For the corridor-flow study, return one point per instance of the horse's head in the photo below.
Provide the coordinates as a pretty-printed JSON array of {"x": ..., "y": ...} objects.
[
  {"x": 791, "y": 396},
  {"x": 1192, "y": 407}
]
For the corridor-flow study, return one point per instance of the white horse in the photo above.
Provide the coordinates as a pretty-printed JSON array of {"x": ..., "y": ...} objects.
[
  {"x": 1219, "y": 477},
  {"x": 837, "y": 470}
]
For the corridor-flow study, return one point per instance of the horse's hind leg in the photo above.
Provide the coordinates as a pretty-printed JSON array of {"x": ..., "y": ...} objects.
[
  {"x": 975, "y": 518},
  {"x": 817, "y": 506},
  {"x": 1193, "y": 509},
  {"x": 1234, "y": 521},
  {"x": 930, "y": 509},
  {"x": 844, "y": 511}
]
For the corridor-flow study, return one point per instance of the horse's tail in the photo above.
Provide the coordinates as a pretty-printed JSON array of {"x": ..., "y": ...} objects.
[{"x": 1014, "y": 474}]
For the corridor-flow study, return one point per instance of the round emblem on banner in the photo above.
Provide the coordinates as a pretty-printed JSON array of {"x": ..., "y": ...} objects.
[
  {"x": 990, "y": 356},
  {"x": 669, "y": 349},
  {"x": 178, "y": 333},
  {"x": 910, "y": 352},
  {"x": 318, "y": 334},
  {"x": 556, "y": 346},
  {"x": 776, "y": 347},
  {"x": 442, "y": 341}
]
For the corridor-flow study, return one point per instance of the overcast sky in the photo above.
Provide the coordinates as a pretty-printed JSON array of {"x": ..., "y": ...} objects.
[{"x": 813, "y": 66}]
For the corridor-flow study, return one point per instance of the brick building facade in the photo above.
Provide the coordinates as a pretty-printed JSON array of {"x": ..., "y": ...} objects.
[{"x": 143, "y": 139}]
....
◆ Challenge
Your task is to print all of the records exactly.

◆ Written solution
For the corridor-flow study, return one point per instance of the horse's head in the photo below.
Provide the coordinates as a pretty-printed JSON array of {"x": ..., "y": ...} objects.
[
  {"x": 791, "y": 396},
  {"x": 1192, "y": 407}
]
For the corridor-flow study, return one point per instance of the white horse in the photo above.
Provide the coordinates as a pretty-printed JSON array of {"x": ..., "y": ...} objects.
[
  {"x": 1219, "y": 477},
  {"x": 837, "y": 470}
]
For the corridor-flow study, return one point per instance of the horse's hind leg in the photo above.
Provide the coordinates as a pretty-printed JSON array of {"x": ..., "y": ...} objects.
[
  {"x": 975, "y": 518},
  {"x": 817, "y": 506},
  {"x": 1193, "y": 509},
  {"x": 1234, "y": 521},
  {"x": 930, "y": 509},
  {"x": 844, "y": 511}
]
For the corridor-flow study, return one point per instance of the horse's tail in the photo above.
Provide the coordinates as a pretty-printed JSON array of {"x": ..., "y": ...} objects.
[{"x": 1014, "y": 474}]
For the corridor-flow study, return one point per instance of the round emblem on banner in the photo above.
Provide the coordinates as a pretty-printed JSON array of {"x": ..., "y": ...} objects.
[
  {"x": 990, "y": 356},
  {"x": 669, "y": 349},
  {"x": 178, "y": 333},
  {"x": 910, "y": 352},
  {"x": 318, "y": 334},
  {"x": 556, "y": 346},
  {"x": 776, "y": 347},
  {"x": 442, "y": 341}
]
For the corridor-flow study, return one point per instance of the overcast sky in the photo above.
Provide the coordinates as a pretty-printed JSON array of {"x": ..., "y": ...} objects.
[{"x": 813, "y": 66}]
For the corridor-flow study, return one point per instance of the brick building facade in the photo above.
Provide the coordinates as a pretty-printed JSON array of {"x": ..., "y": ...} objects.
[{"x": 143, "y": 139}]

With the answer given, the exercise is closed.